■ EXCERPT
-- Begin --

Since the Northwestern, Manning and the Terps have created more of a rhythm and picked up a few wins including an upset over then-No. 20 Florida. However, when it comes to conference play, the pieces are all on the table, but not quite fitting together.

In back-to-back games against Iowa and Illinois in the same week, Maryland started slow, pulled ahead for the half but couldn’t get the job done. The team has kept close in the Big Ten but not being able to close out the games has led to an 0-3 conference record.

We’ve shown we can compete with teams in this league,” Manning said. “You know, and like I said, we just have to continue to work get better, and finish games in a manner that will give us a chance to be successful, which is to win.”

There’s still a lot of season left and although it won’t be easy, the Terps have the opportunity to pick up some big wins along the way.

-- End --

■ INSTRUCTION 1
Retype the passage on Maryland's basketball season word for word, starting at "In back-to-back games" and ending at "0-3 conference record.".
■ INSTRUCTION 2
Extend the article on Maryland's Big Ten season, picking up after its final sentence.

[Region annotation entries]
-- Begin --

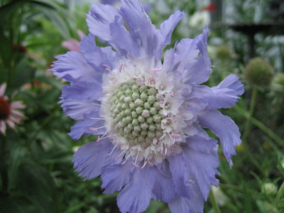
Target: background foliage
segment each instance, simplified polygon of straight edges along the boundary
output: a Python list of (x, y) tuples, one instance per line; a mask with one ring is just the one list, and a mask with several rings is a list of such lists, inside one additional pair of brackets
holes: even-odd
[[(205, 212), (284, 212), (284, 36), (256, 35), (256, 55), (273, 68), (271, 83), (256, 85), (244, 75), (249, 60), (247, 38), (213, 24), (275, 21), (267, 15), (271, 1), (224, 1), (219, 19), (210, 22), (208, 50), (214, 67), (208, 84), (217, 85), (235, 73), (246, 92), (236, 106), (222, 111), (238, 124), (243, 143), (231, 168), (219, 153), (220, 186), (210, 197), (216, 202), (207, 202)], [(176, 9), (185, 11), (172, 47), (176, 40), (200, 33), (206, 25), (200, 13), (214, 10), (209, 1), (144, 3), (157, 26)], [(1, 0), (0, 6), (0, 84), (7, 82), (7, 94), (27, 106), (26, 119), (17, 130), (8, 129), (6, 136), (0, 135), (0, 212), (119, 212), (116, 194), (104, 195), (99, 178), (83, 182), (74, 172), (75, 151), (95, 138), (75, 141), (67, 135), (73, 121), (58, 104), (65, 82), (48, 71), (54, 57), (66, 52), (63, 40), (79, 40), (78, 29), (88, 33), (84, 19), (89, 5), (84, 1)], [(195, 23), (195, 15), (201, 16)], [(276, 18), (283, 21), (281, 16)], [(153, 201), (146, 212), (169, 210)]]

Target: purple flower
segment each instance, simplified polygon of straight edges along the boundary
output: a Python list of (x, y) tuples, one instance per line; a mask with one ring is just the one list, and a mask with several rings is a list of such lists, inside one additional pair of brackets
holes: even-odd
[[(141, 212), (151, 199), (172, 212), (203, 212), (219, 165), (218, 141), (203, 128), (220, 138), (230, 165), (241, 143), (236, 125), (218, 111), (244, 93), (239, 78), (200, 85), (212, 72), (208, 28), (161, 61), (182, 16), (176, 11), (157, 30), (138, 0), (121, 1), (120, 9), (93, 4), (80, 53), (58, 56), (52, 70), (70, 82), (61, 97), (64, 112), (79, 121), (70, 136), (99, 135), (75, 154), (76, 171), (86, 179), (100, 175), (104, 193), (121, 191), (121, 212)], [(96, 46), (94, 36), (109, 46)]]

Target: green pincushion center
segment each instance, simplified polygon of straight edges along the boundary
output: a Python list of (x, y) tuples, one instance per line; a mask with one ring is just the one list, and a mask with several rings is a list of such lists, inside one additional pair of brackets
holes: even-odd
[(121, 136), (134, 144), (151, 142), (163, 135), (158, 90), (146, 85), (124, 83), (110, 99), (114, 126)]

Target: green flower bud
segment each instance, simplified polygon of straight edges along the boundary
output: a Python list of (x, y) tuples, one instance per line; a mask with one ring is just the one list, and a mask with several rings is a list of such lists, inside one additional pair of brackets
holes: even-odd
[(219, 46), (216, 50), (215, 54), (216, 57), (222, 60), (226, 60), (233, 58), (233, 53), (227, 45)]
[(273, 73), (273, 69), (268, 61), (255, 58), (246, 65), (244, 77), (252, 85), (266, 87), (271, 84)]
[(261, 192), (267, 195), (274, 195), (277, 190), (277, 187), (272, 182), (265, 183), (261, 187)]

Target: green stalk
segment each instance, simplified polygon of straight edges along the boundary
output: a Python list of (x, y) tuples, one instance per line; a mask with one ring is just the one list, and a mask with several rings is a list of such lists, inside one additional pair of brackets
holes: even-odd
[(209, 193), (209, 199), (210, 200), (211, 204), (213, 207), (213, 209), (215, 211), (215, 212), (221, 213), (220, 209), (219, 208), (219, 205), (216, 201), (215, 196), (213, 193), (212, 190), (211, 190), (210, 192)]
[[(236, 109), (237, 111), (245, 118), (248, 119), (249, 117), (249, 114), (246, 110), (239, 107), (238, 106), (235, 106), (234, 108)], [(261, 122), (260, 121), (253, 117), (251, 118), (251, 124), (253, 124), (258, 129), (260, 129), (262, 131), (266, 133), (268, 136), (270, 136), (272, 139), (273, 139), (275, 142), (277, 142), (280, 146), (284, 147), (284, 141), (281, 138), (280, 138), (278, 135), (276, 135), (271, 129), (267, 127), (265, 124), (263, 124), (262, 122)]]
[(249, 112), (248, 112), (248, 116), (247, 117), (246, 123), (246, 127), (244, 129), (244, 135), (243, 135), (243, 138), (242, 141), (244, 142), (246, 141), (246, 138), (248, 136), (249, 131), (251, 129), (251, 118), (253, 115), (254, 109), (256, 108), (256, 98), (257, 98), (257, 89), (256, 87), (253, 87), (253, 92), (251, 94), (251, 103), (249, 106)]
[(277, 207), (278, 201), (281, 198), (281, 196), (283, 195), (283, 193), (284, 193), (284, 182), (282, 183), (281, 186), (280, 187), (278, 192), (277, 192), (276, 197), (273, 200), (273, 204), (275, 207)]

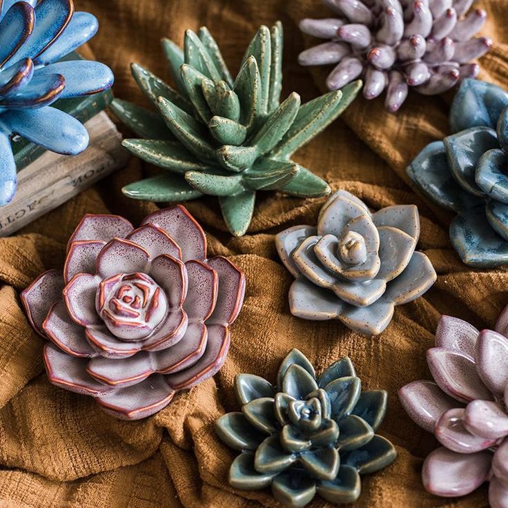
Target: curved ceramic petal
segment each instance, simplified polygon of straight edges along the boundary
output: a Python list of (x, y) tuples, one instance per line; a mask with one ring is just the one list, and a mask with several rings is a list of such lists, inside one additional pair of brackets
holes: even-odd
[(190, 388), (215, 375), (226, 361), (229, 349), (229, 329), (220, 324), (207, 325), (206, 349), (199, 361), (177, 374), (167, 376), (168, 383), (175, 390)]
[(436, 424), (446, 411), (462, 404), (444, 393), (432, 381), (413, 381), (398, 391), (399, 400), (411, 420), (433, 433)]
[(491, 460), (490, 451), (458, 453), (444, 447), (438, 448), (423, 463), (423, 485), (436, 496), (465, 496), (487, 479)]
[(182, 259), (182, 249), (176, 242), (164, 229), (155, 224), (148, 224), (135, 229), (127, 235), (126, 240), (143, 247), (152, 260), (161, 254)]
[(217, 302), (207, 324), (231, 324), (238, 317), (245, 295), (245, 275), (229, 260), (216, 256), (207, 260), (219, 276)]
[(164, 375), (155, 375), (137, 384), (97, 396), (98, 404), (110, 414), (122, 420), (139, 420), (166, 407), (175, 391)]
[(55, 108), (8, 111), (2, 114), (0, 124), (32, 143), (64, 155), (77, 155), (88, 146), (85, 127)]
[(508, 93), (502, 88), (477, 79), (465, 79), (451, 104), (451, 130), (458, 133), (478, 126), (495, 128), (507, 106)]
[(88, 360), (68, 355), (53, 344), (44, 345), (43, 360), (48, 378), (57, 387), (93, 397), (111, 390), (86, 373)]
[(78, 273), (95, 274), (95, 261), (99, 253), (106, 245), (98, 240), (80, 240), (73, 242), (63, 266), (63, 278), (68, 282)]
[(508, 156), (498, 148), (483, 154), (476, 167), (476, 184), (485, 194), (496, 201), (508, 203), (508, 177), (505, 170)]
[(85, 331), (69, 318), (63, 300), (53, 305), (42, 327), (50, 340), (65, 353), (85, 358), (97, 355), (85, 338)]
[(21, 302), (28, 321), (43, 336), (46, 334), (42, 324), (53, 304), (61, 298), (64, 286), (61, 272), (48, 270), (21, 292)]
[(143, 220), (141, 226), (150, 223), (164, 229), (180, 246), (184, 262), (188, 260), (203, 261), (206, 257), (204, 232), (182, 205), (150, 213)]
[(378, 277), (389, 282), (406, 269), (415, 251), (416, 240), (400, 229), (387, 226), (379, 228), (379, 235), (381, 267)]
[(374, 224), (380, 228), (387, 226), (400, 229), (418, 242), (420, 236), (418, 208), (413, 204), (387, 206), (372, 215)]
[(466, 429), (475, 436), (496, 440), (508, 436), (508, 415), (492, 400), (473, 400), (464, 415)]
[(275, 235), (275, 247), (279, 257), (293, 277), (298, 276), (300, 270), (293, 260), (293, 253), (306, 238), (315, 235), (317, 231), (312, 226), (293, 226)]
[(35, 59), (46, 66), (59, 60), (90, 40), (97, 32), (99, 21), (90, 12), (75, 12), (61, 35)]
[(427, 359), (434, 380), (451, 397), (462, 402), (492, 399), (470, 357), (458, 351), (435, 347), (427, 351)]
[(473, 358), (478, 333), (480, 332), (467, 322), (443, 315), (436, 330), (436, 346), (456, 350)]
[(101, 324), (95, 310), (95, 294), (99, 280), (89, 273), (79, 273), (63, 288), (62, 294), (69, 315), (78, 324)]
[[(123, 273), (135, 273), (136, 272), (146, 273), (149, 260), (150, 255), (142, 247), (123, 238), (115, 238), (101, 251), (97, 256), (96, 271), (97, 275), (103, 280), (116, 275), (119, 268), (121, 268)], [(156, 260), (152, 263), (152, 271), (155, 262)], [(181, 262), (179, 262), (181, 263)], [(173, 273), (168, 275), (173, 275)], [(155, 276), (154, 278), (155, 282), (161, 286), (160, 282), (157, 280)]]
[(107, 244), (113, 238), (125, 238), (133, 230), (130, 222), (119, 215), (87, 213), (69, 239), (68, 250), (73, 242), (96, 240)]

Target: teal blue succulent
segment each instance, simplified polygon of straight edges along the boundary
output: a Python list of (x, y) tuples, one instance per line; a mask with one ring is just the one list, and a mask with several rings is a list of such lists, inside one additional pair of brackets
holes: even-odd
[(133, 64), (136, 82), (157, 112), (121, 100), (111, 108), (144, 138), (124, 146), (166, 173), (126, 186), (124, 194), (154, 202), (218, 196), (228, 228), (241, 236), (257, 190), (302, 197), (330, 193), (326, 182), (291, 157), (340, 115), (361, 81), (303, 106), (294, 92), (281, 103), (280, 22), (258, 30), (235, 79), (206, 28), (186, 30), (183, 51), (168, 39), (162, 46), (177, 90)]
[(348, 358), (318, 377), (309, 360), (293, 349), (275, 386), (240, 374), (235, 392), (242, 412), (221, 416), (215, 429), (242, 452), (229, 471), (235, 489), (269, 487), (289, 507), (304, 507), (316, 494), (334, 503), (353, 502), (360, 476), (395, 459), (393, 444), (374, 433), (384, 417), (387, 392), (362, 391)]

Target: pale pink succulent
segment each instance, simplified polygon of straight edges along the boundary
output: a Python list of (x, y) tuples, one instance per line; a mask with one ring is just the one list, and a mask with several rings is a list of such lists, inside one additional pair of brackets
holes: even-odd
[(442, 444), (425, 459), (425, 488), (444, 497), (489, 481), (491, 508), (508, 507), (508, 307), (496, 331), (443, 316), (427, 351), (432, 381), (399, 391), (411, 418)]
[(137, 229), (117, 215), (85, 215), (63, 271), (43, 273), (21, 301), (50, 340), (50, 382), (134, 420), (219, 371), (244, 290), (231, 262), (206, 259), (203, 230), (177, 206)]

-- End --

■ TASK RESULT 1
In back-to-back games against Iowa and Illinois in the same week, Maryland started slow, pulled ahead for the half but couldn’t get the job done. The team has kept close in the Big Ten but not being able to close out the games has led to an 0-3 conference record.

■ TASK RESULT 2
No. 23 Wisconsin is making the trip to College Park on Sunday and following that, the Terps will travel to face Northwestern for a second time this season where they have the chance to split the series with the Wildcats.

“I mean, our whole season a lot of our losses, you know, we’ve been close in the game, not just the last two games, but a lot of our games we’ve played in, we’ve been close,” Ayala said. “So just coming down to a couple of possessions that we can tighten up on offensively and defensively and you know, we just waiting to hit that stride.”